Almost every important initiative from the administration is now covered by one slogan or another. A strategy for meeting two potential wars at the same time was entitled 'win-hold win'. The military was instructed to apply a policy of 'don't ask, don't tell' to gay recruits. Bosnia's Muslims were initially offered a policy of 'lift and strike', while the Europeans are now threatened with a strategy of 'don't ask, tell'. This is truly the 'can talk, can't do' presidency.
There is no doubt that European governments have failed in the Balkans. Yet the US administration's parrot-like repetitions of this truism are neither profound nor very helpful. Stripped of sophisticated arguments, the reasons for the Balkans debacle are actually fairly simple: no Western government was ever persuaded that Yugoslavia actually mattered for European security. Humanitarian convoys, safe areas and no-fly zones: all were intended to find the median line between appearing to do something and becoming bogged down in the Balkans. And the irony is that, with every move, the West was sucked further and further into the cauldron, usually with little practical effect.
The US shares the blame for many of these policies. It was James Baker, then Secretary of State, who travelled to Belgrade to lecture the Yugoslav republics on why they should remain united, despite the indications that this merely encouraged Serb generals in their aggression. Croat cities were pulverised one after another while President George Bush was hawking his 'vision thing' by highlighting the supposed US victories in the Cold War and the Gulf. And the US joined Europe in recognising Bosnia without providing any assistance to a republic always destined for destruction.
With no oil reserves and little strategic importance, and bereft of ethnic lobbies in Washington, the Yugoslav nations and their plight were studiously avoided by every presidential candidate and media network. Bill Clinton's initial promise to be more 'active' in Bosnia was nothing but a careless remark, largely intended to score electoral points.
With some justification, the new administration claims to have inherited an impossible task in the Balkans: by the time Mr Clinton ended up in Washington, Bosnia was already carved up and millions were uprooted. The haphazard policy that was applied, however, merely compounded the problem.
Like the Europeans, idle Americans huffed and puffed. And like the Europeans, they always believed that Yugoslavia should be sorted out by someone else. Aggression and ethnic cleansing must not be allowed to succeed, Mr Clinton proclaimed. Quite so, but preventing aggression is an international responsibility, not one confined to a single continent. And when it came to upholding these principles, Washington suddenly claimed that it was up to the Europeans. The result was the worst of both worlds: Bosnians kept dying while the acrimony across the Atlantic grew.
The US, largely created by people who left their mother countries to escape the effects of nationalism, has always found it hard to understand ethnic and territorial disputes. Since ethnic violence within the US does not have territorial implications, it is usually seen as just a social problem. Generations of Americans have therefore believed that wars over territory and religion are simply fomented by wicked leaders: remove Saddam Hussein or Slobodan Milosevic and all will be well. According to this reasoning, every conflict must have a neat solution. Earlier this century President Woodrow Wilson put forward 14 points to sort out the world, four more than even God thought necessary. More modestly, Mr Clinton offered Bosnia only two: 'lift and strike'. The administration proposed to supply the Muslims with weapons while US planes bombarded the Serbs.

» PROVIDED DATA:
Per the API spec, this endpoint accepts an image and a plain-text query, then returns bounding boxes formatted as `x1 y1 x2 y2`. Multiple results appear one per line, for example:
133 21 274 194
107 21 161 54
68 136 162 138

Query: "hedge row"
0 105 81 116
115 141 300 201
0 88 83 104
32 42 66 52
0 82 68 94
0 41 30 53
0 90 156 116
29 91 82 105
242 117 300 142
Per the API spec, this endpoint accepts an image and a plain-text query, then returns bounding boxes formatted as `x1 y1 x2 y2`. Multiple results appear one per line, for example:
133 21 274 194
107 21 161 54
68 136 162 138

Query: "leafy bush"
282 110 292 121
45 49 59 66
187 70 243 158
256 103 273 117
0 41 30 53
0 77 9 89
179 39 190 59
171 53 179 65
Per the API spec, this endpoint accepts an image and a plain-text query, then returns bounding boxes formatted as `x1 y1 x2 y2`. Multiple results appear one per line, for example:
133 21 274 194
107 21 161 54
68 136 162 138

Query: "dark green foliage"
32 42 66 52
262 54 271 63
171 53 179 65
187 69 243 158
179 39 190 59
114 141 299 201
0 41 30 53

---

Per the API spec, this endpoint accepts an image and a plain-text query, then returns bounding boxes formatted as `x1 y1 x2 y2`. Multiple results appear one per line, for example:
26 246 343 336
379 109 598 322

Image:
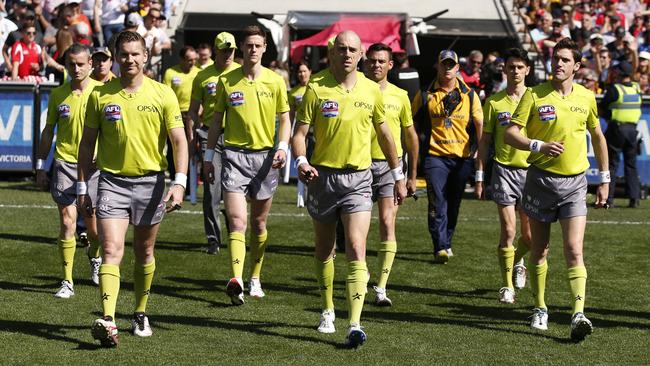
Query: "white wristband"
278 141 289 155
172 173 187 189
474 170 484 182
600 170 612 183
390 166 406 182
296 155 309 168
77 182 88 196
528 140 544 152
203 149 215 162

» OBJECTIVES:
a. In the essay on US policy in the Balkans, who traveled to Belgrade to lecture the Yugoslav republics on why they should remain united?
b. List every slogan quoted in the opening paragraph of the essay on US policy in the Balkans.
c. Copy the passage of the Balkans essay that opens with the words "Like the Europeans, idle" and closes with "the Atlantic grew.".

» SET OF ANSWERS:
a. James Baker, then Secretary of State.

b.
- 'win-hold win'
- 'don't ask, don't tell'
- 'lift and strike'
- 'don't ask, tell'
- 'can talk, can't do'

c.
Like the Europeans, idle Americans huffed and puffed. And like the Europeans, they always believed that Yugoslavia should be sorted out by someone else. Aggression and ethnic cleansing must not be allowed to succeed, Mr Clinton proclaimed. Quite so, but preventing aggression is an international responsibility, not one confined to a single continent. And when it came to upholding these principles, Washington suddenly claimed that it was up to the Europeans. The result was the worst of both worlds: Bosnians kept dying while the acrimony across the Atlantic grew.